* [Exercise directions] Output every entry exactly as written, but omit the pictures.

* [Material to process]
──────────

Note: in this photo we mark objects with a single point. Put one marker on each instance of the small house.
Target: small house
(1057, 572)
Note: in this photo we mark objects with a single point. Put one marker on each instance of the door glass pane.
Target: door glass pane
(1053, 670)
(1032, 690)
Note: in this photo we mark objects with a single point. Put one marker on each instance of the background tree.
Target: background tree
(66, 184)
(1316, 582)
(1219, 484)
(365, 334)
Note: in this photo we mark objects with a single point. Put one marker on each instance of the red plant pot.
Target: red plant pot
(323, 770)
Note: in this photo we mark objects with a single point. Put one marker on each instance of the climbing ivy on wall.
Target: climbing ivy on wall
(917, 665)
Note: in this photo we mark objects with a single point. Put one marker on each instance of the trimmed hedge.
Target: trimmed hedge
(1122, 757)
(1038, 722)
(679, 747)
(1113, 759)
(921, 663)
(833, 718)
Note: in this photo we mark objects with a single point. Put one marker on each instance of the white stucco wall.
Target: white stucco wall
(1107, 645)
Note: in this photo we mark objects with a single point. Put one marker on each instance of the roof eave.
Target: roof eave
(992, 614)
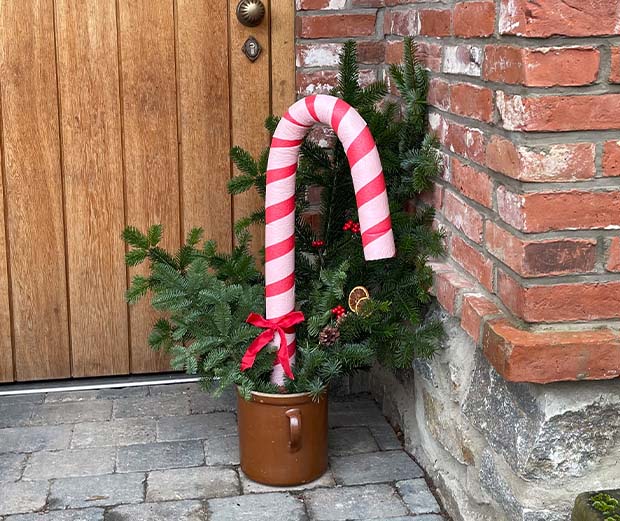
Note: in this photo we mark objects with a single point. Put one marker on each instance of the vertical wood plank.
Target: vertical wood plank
(93, 179)
(6, 347)
(282, 55)
(204, 116)
(149, 109)
(34, 189)
(250, 105)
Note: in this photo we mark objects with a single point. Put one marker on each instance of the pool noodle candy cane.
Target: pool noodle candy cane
(372, 206)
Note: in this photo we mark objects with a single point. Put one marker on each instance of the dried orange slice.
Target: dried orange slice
(356, 297)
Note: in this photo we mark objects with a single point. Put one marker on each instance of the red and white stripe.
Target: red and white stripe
(370, 193)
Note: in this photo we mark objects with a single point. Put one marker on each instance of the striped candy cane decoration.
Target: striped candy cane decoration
(370, 193)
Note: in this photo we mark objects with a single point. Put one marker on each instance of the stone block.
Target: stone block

──────────

* [The completed task]
Note: in this photo we mark objects with a single point. Put one marker on each instance of the small house.
Target: small house
(1057, 572)
Note: in this photo we mark objects with a single point. Put one marker on each instance of the door glass pane.
Target: door glass pane
(1053, 670)
(1032, 690)
Note: in this photo we mark objects with a single point. Put one marker on each instance of the background tree.
Target: background tree
(66, 184)
(1316, 582)
(1219, 484)
(365, 334)
Note: in this photo we mark objects with a single point. Put one marker on each instance of the red plant pot.
Target: red plant pot
(323, 770)
Note: in this photo we mark objects with a single point. Put one marker on each instance of the climbing ivy on wall.
Target: climbing ivy on wall
(917, 665)
Note: in this photo we mark objects with a single point. Put one marker on each instance of the trimmed hedge.
Target: trimmed hedge
(1122, 757)
(1038, 722)
(679, 747)
(1113, 759)
(921, 663)
(833, 718)
Note: in this photo we mark objects with a single point. Put one marker on each instance of the white stucco wall.
Target: white stucco wall
(1107, 645)
Note: in this photo we mark objects with a single point. Put one marker on each instance of the roof eave.
Target: roof eave
(992, 614)
Note: in this photo we mark objects with a single point. Put one marker on each instance of the vertical wood plank.
Target: vertical wood plank
(93, 179)
(6, 347)
(282, 55)
(204, 116)
(149, 109)
(34, 189)
(250, 105)
Note: in this photo we mark objects with a single point. Put one marker on each instance of the pool noodle candy cane.
Target: pool noodle candy cane
(372, 206)
Note: in this photo we mark objects with a single point. Put one marker on each instance of the dried orange slice.
Target: dried orange slice
(356, 297)
Note: in this photo we mark objects with a single point. Put one marker on each instance of the red and white stripe.
Target: red and white stripe
(370, 193)
Note: in this photo we mark objects with a single point. Put one marker on each instance of the striped candy cane decoration.
Target: striped candy cane decoration
(370, 193)
Note: in this photo we mark objects with a single point. Put one marker on each instance of the stone block.
Target: stone block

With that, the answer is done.